▶ **Zitierter Textauszug**:
Welttanztag am 29. April

Zum internationalen Welttanztag teilt der DTD die Botschaft der Tänzerin und Choreografin Kang Sue-jin.

Botschaft zum Internationalen Welttanztag von Kang Sue-jin

Deutsche Übersetzung aus dem Englischen (Ulrike Becker)

Autorin der diesjährigen Botschaft zum Internationalen Welttanztag: Kang Sue-jin, Südkorea
Tänzerin, künstlerische Leiterin des Koreanischen Nationalballetts

Die Coronakrise hat das freiheitliche Leben, das wir kannten, zum Erliegen gebracht, und mitten in dieser Tragödie denken wir nun neu nach über die Bedeutung der Worte „Tanz“ und „Tänzer*innnen“. In früheren Zeiten war der Tanz ein primäres Ausdrucksmittel und ein Weg, durch Gesten zu kommunizieren. Er wurde zu einer Performancekunst, die unsere Seele bewegte und das Publikum inspirierte. Tanz ist eine vergängliche Kunst, die sich, einmal beendet, nur schwer in ihrer ursprünglichen Form wiederherstellen lässt, denn sie wird mit der ganzen Seele und dem ganzen Körper erzeugt. Tanz besteht aus flüchtigen Momenten und erlegt den Tänzer*innen auf, für immer in Bewegung zu bleiben. Doch das Coronavirus hat die Tanzkunst in ihrer eigentlichen Form ausgebremst oder gar blockiert.

▶ **Bereitgestelltes Material**:
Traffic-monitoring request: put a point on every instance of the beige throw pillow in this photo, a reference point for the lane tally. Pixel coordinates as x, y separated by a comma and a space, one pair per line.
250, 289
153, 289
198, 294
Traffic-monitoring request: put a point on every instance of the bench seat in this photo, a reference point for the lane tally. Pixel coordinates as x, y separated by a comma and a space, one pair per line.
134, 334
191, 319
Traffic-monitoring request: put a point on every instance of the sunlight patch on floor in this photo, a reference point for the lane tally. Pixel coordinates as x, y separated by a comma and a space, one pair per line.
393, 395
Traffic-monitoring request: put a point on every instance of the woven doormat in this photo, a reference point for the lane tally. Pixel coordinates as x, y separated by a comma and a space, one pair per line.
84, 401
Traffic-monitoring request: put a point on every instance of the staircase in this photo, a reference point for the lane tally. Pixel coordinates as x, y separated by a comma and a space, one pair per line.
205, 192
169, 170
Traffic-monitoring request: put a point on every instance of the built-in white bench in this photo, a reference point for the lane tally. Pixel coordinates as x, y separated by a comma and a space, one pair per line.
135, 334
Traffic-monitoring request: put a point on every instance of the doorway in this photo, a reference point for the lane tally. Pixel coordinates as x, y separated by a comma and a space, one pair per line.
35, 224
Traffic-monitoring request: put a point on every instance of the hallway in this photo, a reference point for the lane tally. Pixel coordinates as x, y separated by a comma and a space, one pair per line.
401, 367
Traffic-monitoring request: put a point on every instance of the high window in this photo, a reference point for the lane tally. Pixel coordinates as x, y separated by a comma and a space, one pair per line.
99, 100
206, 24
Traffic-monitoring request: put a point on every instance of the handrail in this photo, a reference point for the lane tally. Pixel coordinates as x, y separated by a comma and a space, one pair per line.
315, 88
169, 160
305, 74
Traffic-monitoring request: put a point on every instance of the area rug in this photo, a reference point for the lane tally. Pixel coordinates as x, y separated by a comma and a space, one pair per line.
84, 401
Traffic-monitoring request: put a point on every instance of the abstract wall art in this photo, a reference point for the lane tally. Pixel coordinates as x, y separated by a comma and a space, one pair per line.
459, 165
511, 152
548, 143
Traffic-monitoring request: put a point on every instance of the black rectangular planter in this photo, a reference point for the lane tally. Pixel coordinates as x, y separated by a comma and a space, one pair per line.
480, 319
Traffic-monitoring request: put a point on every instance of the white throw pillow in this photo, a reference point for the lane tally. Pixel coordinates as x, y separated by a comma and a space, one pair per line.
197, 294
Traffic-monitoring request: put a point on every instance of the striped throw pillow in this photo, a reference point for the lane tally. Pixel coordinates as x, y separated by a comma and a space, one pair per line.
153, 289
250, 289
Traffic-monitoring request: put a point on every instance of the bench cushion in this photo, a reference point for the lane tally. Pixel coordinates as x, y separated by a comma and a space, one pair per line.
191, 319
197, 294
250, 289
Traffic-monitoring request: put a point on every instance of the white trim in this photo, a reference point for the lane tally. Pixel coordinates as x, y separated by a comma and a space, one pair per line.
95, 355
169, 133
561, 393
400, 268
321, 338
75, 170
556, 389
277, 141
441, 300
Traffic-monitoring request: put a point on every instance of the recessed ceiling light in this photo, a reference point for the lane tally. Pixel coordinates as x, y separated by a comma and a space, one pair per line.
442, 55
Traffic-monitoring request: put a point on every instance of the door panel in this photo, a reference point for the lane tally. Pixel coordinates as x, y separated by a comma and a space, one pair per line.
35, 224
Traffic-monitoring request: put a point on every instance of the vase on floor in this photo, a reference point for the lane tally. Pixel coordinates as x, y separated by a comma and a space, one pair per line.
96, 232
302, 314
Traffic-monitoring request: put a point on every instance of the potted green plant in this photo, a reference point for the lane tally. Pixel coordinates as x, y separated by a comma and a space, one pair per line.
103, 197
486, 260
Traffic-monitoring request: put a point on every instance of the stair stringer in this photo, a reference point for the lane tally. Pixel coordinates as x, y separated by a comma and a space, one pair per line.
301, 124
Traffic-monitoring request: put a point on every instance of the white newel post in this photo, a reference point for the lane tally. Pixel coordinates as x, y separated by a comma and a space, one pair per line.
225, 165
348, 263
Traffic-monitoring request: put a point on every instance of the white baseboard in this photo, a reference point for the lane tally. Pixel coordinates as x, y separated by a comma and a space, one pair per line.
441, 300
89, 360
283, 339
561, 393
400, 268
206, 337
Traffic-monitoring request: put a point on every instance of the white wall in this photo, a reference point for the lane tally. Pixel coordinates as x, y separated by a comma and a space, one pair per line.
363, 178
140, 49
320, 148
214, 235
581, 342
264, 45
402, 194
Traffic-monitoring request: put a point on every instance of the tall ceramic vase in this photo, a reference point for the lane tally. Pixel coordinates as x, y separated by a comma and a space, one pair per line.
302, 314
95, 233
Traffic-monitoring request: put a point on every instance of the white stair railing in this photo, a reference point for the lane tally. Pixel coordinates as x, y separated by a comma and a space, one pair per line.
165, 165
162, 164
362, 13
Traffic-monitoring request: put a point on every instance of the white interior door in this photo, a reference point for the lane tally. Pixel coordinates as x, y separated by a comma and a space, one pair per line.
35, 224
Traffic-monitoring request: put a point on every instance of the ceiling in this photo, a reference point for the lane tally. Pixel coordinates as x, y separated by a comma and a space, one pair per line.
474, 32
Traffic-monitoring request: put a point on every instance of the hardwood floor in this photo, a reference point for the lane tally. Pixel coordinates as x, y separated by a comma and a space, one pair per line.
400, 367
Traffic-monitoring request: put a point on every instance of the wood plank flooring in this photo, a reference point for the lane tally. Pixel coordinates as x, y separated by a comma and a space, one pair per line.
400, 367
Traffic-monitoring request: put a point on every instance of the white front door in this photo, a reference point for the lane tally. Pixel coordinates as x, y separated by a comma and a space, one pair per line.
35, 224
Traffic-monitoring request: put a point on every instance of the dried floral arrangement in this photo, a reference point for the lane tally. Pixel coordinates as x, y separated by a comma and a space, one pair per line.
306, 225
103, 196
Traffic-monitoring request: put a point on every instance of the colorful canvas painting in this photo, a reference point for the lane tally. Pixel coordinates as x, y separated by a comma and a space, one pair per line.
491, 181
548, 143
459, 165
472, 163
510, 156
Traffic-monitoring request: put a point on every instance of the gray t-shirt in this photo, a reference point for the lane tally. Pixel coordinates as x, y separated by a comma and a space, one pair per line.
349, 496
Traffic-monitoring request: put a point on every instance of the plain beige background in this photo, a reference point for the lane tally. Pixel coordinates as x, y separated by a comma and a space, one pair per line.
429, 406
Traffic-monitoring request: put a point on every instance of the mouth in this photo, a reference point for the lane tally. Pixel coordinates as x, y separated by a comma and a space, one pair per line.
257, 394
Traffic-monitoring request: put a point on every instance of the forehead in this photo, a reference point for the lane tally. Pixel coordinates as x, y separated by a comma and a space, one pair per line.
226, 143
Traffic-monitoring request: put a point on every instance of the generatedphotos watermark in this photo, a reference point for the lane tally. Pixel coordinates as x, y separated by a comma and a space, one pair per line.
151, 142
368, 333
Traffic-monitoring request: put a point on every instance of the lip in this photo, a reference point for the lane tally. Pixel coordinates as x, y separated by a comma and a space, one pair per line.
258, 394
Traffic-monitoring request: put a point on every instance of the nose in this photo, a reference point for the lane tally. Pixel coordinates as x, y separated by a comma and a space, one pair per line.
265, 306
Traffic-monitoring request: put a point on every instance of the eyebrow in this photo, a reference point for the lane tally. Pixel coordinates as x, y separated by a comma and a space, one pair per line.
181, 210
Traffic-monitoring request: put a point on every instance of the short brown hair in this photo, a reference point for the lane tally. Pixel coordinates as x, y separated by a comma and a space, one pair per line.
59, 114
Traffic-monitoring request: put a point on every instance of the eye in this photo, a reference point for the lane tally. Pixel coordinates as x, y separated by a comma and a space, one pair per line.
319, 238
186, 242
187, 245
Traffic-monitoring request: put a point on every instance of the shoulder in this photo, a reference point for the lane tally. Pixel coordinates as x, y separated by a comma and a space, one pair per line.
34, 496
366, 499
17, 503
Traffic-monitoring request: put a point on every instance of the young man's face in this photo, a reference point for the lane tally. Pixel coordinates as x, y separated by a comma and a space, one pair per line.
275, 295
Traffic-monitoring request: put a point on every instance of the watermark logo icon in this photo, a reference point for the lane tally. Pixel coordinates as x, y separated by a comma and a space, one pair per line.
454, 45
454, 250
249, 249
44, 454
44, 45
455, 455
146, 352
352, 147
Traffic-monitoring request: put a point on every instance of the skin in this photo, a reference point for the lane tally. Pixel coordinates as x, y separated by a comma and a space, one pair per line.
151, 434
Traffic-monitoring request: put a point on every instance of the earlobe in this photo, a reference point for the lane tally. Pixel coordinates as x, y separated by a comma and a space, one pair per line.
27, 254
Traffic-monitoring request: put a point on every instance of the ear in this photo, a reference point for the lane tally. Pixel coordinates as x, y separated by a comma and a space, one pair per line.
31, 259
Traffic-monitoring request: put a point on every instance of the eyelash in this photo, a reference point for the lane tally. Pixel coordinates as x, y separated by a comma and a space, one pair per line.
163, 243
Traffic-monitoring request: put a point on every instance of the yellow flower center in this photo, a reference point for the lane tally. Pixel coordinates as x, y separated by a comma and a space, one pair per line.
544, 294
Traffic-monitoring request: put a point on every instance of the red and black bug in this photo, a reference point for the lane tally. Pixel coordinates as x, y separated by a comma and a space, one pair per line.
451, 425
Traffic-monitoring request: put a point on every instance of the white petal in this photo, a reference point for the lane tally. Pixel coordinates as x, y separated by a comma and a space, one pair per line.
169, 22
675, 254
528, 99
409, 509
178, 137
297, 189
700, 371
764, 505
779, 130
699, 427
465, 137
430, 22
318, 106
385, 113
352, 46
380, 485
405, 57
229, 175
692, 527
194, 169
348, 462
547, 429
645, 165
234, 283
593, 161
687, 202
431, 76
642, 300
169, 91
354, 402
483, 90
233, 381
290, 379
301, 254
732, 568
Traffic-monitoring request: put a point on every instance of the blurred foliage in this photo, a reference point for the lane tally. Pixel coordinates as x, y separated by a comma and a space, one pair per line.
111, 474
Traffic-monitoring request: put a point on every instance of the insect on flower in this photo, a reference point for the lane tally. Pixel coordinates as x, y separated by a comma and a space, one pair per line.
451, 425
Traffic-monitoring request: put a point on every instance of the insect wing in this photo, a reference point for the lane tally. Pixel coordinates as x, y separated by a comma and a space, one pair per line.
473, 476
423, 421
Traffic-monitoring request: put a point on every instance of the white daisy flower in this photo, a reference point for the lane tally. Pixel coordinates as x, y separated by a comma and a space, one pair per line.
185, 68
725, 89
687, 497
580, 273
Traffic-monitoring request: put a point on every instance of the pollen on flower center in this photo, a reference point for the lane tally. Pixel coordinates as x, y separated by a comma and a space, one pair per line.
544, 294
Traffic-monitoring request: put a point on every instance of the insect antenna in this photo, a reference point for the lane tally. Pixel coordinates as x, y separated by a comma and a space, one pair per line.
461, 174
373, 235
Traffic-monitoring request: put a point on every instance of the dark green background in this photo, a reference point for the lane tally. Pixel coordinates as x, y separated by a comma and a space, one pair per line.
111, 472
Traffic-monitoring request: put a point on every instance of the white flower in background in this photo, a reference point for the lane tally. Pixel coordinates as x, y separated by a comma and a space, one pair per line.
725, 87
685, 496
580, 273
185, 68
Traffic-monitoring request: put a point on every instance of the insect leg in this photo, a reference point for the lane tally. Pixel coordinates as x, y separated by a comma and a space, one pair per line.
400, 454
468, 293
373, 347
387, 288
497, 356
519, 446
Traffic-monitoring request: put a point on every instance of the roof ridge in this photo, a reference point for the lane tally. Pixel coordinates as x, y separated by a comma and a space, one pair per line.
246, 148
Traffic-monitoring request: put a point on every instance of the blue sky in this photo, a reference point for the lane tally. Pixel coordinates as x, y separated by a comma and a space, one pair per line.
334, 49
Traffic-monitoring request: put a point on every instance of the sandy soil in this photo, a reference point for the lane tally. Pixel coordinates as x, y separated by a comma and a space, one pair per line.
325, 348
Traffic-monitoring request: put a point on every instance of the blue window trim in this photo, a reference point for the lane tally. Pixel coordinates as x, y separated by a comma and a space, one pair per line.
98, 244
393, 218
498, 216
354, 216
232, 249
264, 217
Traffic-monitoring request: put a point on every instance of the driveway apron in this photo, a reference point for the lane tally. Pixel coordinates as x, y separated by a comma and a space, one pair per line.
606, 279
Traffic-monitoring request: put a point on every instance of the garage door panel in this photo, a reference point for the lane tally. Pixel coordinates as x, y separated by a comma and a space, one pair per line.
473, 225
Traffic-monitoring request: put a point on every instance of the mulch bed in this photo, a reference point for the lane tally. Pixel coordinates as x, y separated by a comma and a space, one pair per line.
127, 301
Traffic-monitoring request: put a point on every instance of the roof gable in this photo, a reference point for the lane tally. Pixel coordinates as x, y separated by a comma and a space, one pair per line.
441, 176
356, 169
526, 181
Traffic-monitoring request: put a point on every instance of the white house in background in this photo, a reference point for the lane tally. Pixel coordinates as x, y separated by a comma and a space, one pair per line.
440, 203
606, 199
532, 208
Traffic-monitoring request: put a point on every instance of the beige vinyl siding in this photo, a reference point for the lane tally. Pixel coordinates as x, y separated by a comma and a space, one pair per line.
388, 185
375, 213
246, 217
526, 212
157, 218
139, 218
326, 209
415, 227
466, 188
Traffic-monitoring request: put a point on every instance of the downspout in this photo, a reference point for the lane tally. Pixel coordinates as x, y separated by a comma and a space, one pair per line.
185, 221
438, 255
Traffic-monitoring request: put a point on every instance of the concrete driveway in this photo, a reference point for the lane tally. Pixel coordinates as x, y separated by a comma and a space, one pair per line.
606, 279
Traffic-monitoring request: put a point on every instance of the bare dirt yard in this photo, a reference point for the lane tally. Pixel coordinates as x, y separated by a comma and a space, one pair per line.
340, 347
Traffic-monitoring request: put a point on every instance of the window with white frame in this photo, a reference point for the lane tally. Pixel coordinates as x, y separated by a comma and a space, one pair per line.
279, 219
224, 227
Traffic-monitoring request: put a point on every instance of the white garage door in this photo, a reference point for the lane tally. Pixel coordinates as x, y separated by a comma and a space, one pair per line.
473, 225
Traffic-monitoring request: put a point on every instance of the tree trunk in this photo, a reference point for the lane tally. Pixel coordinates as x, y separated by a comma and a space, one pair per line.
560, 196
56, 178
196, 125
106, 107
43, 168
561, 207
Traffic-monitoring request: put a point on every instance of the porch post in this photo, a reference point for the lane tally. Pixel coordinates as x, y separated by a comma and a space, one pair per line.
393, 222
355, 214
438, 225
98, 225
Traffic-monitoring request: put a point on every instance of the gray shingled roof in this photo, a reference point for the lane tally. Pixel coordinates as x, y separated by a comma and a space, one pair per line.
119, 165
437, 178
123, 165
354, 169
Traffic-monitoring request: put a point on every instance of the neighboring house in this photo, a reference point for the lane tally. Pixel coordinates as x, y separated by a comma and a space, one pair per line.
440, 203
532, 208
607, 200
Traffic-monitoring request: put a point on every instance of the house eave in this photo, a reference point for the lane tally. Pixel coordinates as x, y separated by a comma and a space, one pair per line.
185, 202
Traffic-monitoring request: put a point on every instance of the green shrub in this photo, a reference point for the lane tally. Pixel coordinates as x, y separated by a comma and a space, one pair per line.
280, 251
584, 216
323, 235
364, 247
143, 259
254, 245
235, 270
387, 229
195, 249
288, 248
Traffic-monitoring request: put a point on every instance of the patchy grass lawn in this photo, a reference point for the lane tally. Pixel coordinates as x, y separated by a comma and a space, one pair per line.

▶ **Auszuführende Aufgaben**:
1. Übertragen Sie aus der Botschaft zum Welttanztag den Satz „In früheren Zeiten war der Tanz ein primäres Ausdrucksmittel und ein Weg, durch Gesten zu kommunizieren.“ ins Englische.
2. Führen Sie die Botschaft zum Welttanztag im Anschluss an ihren letzten Satz weiter.
Das Material stammt aus einer anderen Quelle als der Textauszug.

▶ **Lösungen der Aufgaben**:
1. In earlier times, dance was a primary means of expression and a way of communicating through gestures.

2.
Obwohl die Lage langsam besser wird, unterliegen Tanzaufführungen noch immer vielen Einschränkungen. Deshalb pflegen und schätzen wir die kostbaren Erinnerungen an die Zeit, als der Tanz und die Tänzer*innen wie Juwelen funkelten, menschliche Qualen und Ängste, Hoffnung und Lebensmut vermittelten und die Welt zum Leuchten brachten.

Gleichzeitig sollten wir uns daran erinnern, dass am 28. Juni 1841, während der Nachbeben des Schwarzen Todes im mittelalterlichen Europa , in der Pariser Oper das Ballett Giselle, in dem die Kraft der Liebe über den Tod hinaus dargestellt wird, uraufgeführt und euphorisch bejubelt wurde. Seitdem wird Giselle in ganz Europa und weltweit aufgeführt, um den unter der Pandemie leidenden Menschen Trost und Kraft zu geben. Für mich wurde bei genau jener Uraufführung durch den damals neuen Spitzentanz zum ersten Mal der großartige Geist einer Ballerina sichtbar, die der Schwere und Schwerkraft und dem Elend der Welt zu entkommen versucht.

Das einsame, erschöpfte Publikum sehnt sich nach dem Mitgefühl und Trost der Tanzenden. Als Tänzer*innen glauben wir daran, dass das Schlagen unserer Flügel die Herzen derjenigen, die den Tanz lieben, mit Hoffnung erfüllt und ihnen den Mut gibt, diese Pandemie durchzustehen.

Mein Herz klopft jetzt schon voller Vorfreude.